# BRANO DI TESTO
▽

Si hanno le giornate scandite dal canto del muezzin e si scrive un diario di viaggio sedute sui soffici tappeti della Moschea Blù, scalze, con la pretesa di voler fotografare i volti più interessanti, compresi quelli delle donne celati dietro lunghi caftani neri, che lasciano scoperti solo dei grandi occhi, neri anch’essi, assai più eloquenti di quelli delle donne occidentali e sfrontate, senza aver messo in conto che ogni volto è interessantissimo ed esprime la serenità, la dignità, la gioia, ma anche le contraddizioni di questo Paese diviso in due parti, una asiatica ed una, per così dire, occidentale. E gli occhi delle donne velate che raccontano dell’amore per il proprio uomo e per la propria famiglia, che in dieci giorni trascorsi in mezzo a migliaia e milioni di persone, non è mai capitato di vedere o sentire qualcuno urlare, litigare, alzare le mani, inveire, rubare, sgridare i propri o gli altrui figli, passare avanti in una fila, importunare signore e quant’altro è normale vedere nella propria città. Queste dame dignitose, orgogliose ed elegantissime nelle loro palandrane scure, che viene da chiedersi a chi sono destinati allora tutti quei monili d’oro, d’argento e di bronzo, cesellati a mano, spesso copie di quelli originali dell’impero ottomano e bizantino, e quei chilometri di stoffe colorate e intessute di fili luminosi e cangianti che i moderni Alì Babà mostrano con orgoglio a quella fiumana di gente che va, inarrestabile, come i loro cuori.

△

Prosegui il diario di viaggio tra la Moschea Blu e le donne velate, ripartendo subito dopo la sua ultima frase.

# DATI DISPONIBILI
▽

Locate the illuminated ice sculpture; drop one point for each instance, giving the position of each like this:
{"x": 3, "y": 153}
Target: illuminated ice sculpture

△

# ESITO DEL COMPITO
Mi sono innamorata di questi figli di Ataturk, con grossi baffi e modi gentili, che hanno una città pulita e un cestino ogni tre metri, un sistema di linee tranviarie e mezzi di trasporto modernissimi, economici e confortevoli che dovremmo imitare, un nuovo areoporto, forse l’unico al mondo intitolato ad una donna, l’aviatrice Sabiha Gökçen, la prima donna al mondo a pilotare un velivolo da combattimento nel 1938, che trattano le loro e le altrui donne con estremo rispetto, che vestono i ragazzini come piccoli sultani in particolari giorni di festa, che hanno il wireless free nei parchi sotto le Moschee e grossi cani cani randagi con una specie di orecchino di plastica rossa a segnalare che l’animale è seguito dal servizio veterinario comunale e gatti socievoli con ciotole sempre piene di acqua e crocchini, che ti invitano ad entrare nei loro negozi grandi quanto un armadio, traboccanti di merci coloratissime, di olii profumati ma anche no, di occhi blu come quelli incastonati in molti visi di ragazzi bellissimi e fiabeschi, anche se vendono solo kebap, dolci come miele e antichi come la più antica delle tradizioni turche, quella dell’ospitalità totale e dovuta a chiunque si avvicini con un sorriso, ma anche no.
E attraversare il Bosforo, saltellando allegramente dall’Asia all’Occidente, con pochissime lire turche, su navi comode, rilassate e rilassanti, sbirciando ad ogni porto in un palazzo imperiale, ottomano, residenza di sultani, che racchiude un harem, scale di cristallo, fontane con ninfee e giardini con pavoni, hammam intarsiati d’oro e ancora turchese e mille altri tesori, sorseggiando ancora Ayran fresco e salato, come fosse elisir di lunga vita e forse lo è.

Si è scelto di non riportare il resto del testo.